## [The task]
Reproduce the lines below exactly, everything from the line containing "Trace the outline of every instance of the white" down to the line containing "77], [115, 76]]]", with both of those lines included.

## [Raw data]
>>
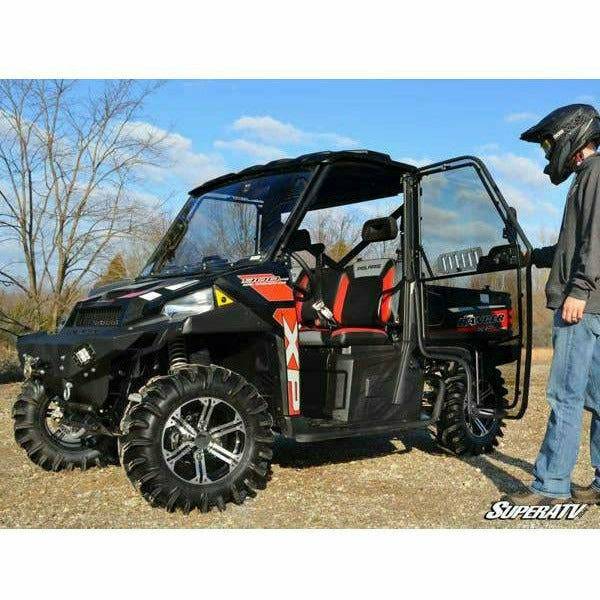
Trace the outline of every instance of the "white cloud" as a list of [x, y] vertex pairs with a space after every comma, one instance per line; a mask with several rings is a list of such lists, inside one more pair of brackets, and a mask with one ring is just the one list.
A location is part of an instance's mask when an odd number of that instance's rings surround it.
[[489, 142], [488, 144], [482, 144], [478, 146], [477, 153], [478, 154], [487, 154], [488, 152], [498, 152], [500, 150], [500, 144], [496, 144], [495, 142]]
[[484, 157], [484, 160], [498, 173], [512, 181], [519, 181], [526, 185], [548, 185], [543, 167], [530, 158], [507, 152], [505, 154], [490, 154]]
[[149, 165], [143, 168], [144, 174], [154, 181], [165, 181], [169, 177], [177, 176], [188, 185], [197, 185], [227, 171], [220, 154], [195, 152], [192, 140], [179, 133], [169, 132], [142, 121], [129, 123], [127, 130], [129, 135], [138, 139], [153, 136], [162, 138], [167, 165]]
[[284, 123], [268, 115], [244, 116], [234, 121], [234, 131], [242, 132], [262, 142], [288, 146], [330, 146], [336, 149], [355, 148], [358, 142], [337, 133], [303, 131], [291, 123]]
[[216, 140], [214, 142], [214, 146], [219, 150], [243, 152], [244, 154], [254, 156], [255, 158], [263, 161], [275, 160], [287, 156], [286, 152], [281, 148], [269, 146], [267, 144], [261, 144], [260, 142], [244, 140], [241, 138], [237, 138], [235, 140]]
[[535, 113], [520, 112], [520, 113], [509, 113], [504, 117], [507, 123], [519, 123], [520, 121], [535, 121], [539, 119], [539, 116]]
<<
>>
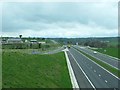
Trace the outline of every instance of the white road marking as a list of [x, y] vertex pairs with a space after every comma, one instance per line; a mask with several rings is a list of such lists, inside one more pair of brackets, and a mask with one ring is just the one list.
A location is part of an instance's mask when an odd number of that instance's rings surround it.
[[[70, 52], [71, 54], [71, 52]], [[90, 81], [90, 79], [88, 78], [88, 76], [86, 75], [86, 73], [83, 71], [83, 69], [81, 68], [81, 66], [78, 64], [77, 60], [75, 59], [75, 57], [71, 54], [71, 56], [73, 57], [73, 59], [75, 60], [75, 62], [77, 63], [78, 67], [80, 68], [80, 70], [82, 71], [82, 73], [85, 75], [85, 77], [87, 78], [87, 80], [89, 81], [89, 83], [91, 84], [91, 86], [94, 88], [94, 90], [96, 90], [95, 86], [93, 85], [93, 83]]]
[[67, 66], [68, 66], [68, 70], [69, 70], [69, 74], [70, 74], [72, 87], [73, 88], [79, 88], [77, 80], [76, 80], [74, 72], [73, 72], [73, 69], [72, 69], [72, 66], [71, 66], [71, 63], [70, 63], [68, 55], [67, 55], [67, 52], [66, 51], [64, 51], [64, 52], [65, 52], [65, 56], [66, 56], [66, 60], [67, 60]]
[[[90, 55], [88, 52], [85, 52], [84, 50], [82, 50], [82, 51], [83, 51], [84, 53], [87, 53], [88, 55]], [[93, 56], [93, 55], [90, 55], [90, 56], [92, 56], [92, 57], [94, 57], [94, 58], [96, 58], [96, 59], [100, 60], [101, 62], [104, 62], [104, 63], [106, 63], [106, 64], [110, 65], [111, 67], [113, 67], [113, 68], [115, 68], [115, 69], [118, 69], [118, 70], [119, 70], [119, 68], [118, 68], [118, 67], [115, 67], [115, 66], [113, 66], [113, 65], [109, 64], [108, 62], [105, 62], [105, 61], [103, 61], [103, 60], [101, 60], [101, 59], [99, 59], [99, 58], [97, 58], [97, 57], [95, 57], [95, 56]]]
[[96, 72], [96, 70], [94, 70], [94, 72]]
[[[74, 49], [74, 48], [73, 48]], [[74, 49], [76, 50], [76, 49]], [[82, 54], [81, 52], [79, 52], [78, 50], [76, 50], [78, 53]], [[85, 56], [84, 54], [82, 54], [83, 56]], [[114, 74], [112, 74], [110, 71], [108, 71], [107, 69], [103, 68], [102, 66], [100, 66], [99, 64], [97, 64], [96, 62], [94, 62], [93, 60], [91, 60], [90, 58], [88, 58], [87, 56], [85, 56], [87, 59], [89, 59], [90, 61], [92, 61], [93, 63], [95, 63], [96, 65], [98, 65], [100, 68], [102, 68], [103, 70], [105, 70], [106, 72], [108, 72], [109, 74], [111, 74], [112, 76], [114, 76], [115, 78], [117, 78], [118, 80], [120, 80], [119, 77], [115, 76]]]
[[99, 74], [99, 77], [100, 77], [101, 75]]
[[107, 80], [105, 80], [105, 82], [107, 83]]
<<
>>
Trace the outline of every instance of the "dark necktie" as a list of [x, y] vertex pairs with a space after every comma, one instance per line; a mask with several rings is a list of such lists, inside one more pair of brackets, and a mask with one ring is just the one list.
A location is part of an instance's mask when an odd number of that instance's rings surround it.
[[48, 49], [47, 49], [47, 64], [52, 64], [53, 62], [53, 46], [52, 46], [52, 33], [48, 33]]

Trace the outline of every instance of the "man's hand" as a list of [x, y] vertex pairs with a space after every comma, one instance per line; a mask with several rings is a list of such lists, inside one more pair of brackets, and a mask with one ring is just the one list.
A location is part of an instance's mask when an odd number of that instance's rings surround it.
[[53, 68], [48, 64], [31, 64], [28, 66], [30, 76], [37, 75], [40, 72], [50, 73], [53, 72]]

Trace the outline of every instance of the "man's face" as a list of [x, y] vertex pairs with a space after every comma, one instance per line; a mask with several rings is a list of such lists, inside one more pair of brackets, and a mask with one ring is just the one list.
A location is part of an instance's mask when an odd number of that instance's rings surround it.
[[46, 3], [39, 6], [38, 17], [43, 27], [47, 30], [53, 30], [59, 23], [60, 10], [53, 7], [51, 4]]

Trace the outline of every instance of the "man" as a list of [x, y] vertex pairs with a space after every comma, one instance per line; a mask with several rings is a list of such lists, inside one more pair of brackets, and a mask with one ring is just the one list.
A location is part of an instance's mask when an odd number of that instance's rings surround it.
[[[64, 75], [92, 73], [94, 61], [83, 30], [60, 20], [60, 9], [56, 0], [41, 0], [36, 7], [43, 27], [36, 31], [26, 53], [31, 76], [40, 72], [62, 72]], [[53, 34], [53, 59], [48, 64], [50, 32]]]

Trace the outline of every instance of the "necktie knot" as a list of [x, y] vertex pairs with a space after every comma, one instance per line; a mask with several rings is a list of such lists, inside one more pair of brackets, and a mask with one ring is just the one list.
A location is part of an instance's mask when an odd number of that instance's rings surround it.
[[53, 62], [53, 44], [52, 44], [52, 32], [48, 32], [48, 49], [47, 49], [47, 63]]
<<
## [Task solution]
Trace the outline of every instance of the white road marking as a list of [x, y] vertex pairs with a space after every comma, one instance per line; a mask with several rings is a list of such lists, inside one more pair of brackets, and a mask with one ring is just the one list.
A location is part of an instance's mask when an odd number of that instance's rings surround it.
[[[70, 52], [71, 54], [71, 52]], [[90, 81], [90, 79], [88, 78], [88, 76], [86, 75], [86, 73], [83, 71], [83, 69], [81, 68], [81, 66], [78, 64], [77, 60], [75, 59], [75, 57], [71, 54], [71, 56], [73, 57], [73, 59], [75, 60], [75, 62], [77, 63], [78, 67], [80, 68], [80, 70], [82, 71], [82, 73], [85, 75], [85, 77], [87, 78], [87, 80], [89, 81], [89, 83], [91, 84], [91, 86], [94, 88], [94, 90], [96, 90], [95, 86], [93, 85], [93, 83]]]
[[67, 66], [68, 66], [68, 70], [69, 70], [69, 74], [70, 74], [72, 87], [73, 88], [79, 88], [77, 80], [76, 80], [74, 72], [73, 72], [73, 69], [72, 69], [72, 66], [71, 66], [71, 63], [70, 63], [68, 55], [67, 55], [67, 52], [66, 51], [64, 51], [64, 52], [65, 52], [65, 56], [66, 56], [66, 60], [67, 60]]
[[[90, 55], [88, 52], [85, 52], [84, 50], [82, 50], [82, 51], [83, 51], [84, 53], [87, 53], [88, 55]], [[93, 56], [93, 55], [90, 55], [90, 56], [92, 56], [92, 57], [94, 57], [94, 58], [96, 58], [96, 59], [100, 60], [101, 62], [104, 62], [104, 63], [106, 63], [106, 64], [110, 65], [111, 67], [113, 67], [113, 68], [115, 68], [115, 69], [118, 69], [118, 70], [119, 70], [119, 68], [118, 68], [118, 67], [115, 67], [115, 66], [113, 66], [113, 65], [109, 64], [108, 62], [105, 62], [105, 61], [103, 61], [103, 60], [101, 60], [101, 59], [99, 59], [99, 58], [97, 58], [97, 57], [95, 57], [95, 56]]]
[[96, 72], [96, 70], [94, 70], [94, 72]]
[[[74, 49], [74, 48], [73, 48]], [[74, 49], [76, 50], [76, 49]], [[82, 54], [81, 52], [79, 52], [78, 50], [76, 50], [78, 53]], [[85, 56], [84, 54], [82, 54], [83, 56]], [[114, 74], [112, 74], [110, 71], [108, 71], [107, 69], [103, 68], [102, 66], [100, 66], [99, 64], [97, 64], [96, 62], [94, 62], [93, 60], [91, 60], [90, 58], [88, 58], [87, 56], [85, 56], [87, 59], [89, 59], [90, 61], [92, 61], [93, 63], [95, 63], [96, 65], [98, 65], [100, 68], [102, 68], [103, 70], [105, 70], [106, 72], [108, 72], [109, 74], [111, 74], [112, 76], [114, 76], [115, 78], [117, 78], [118, 80], [120, 80], [119, 77], [115, 76]]]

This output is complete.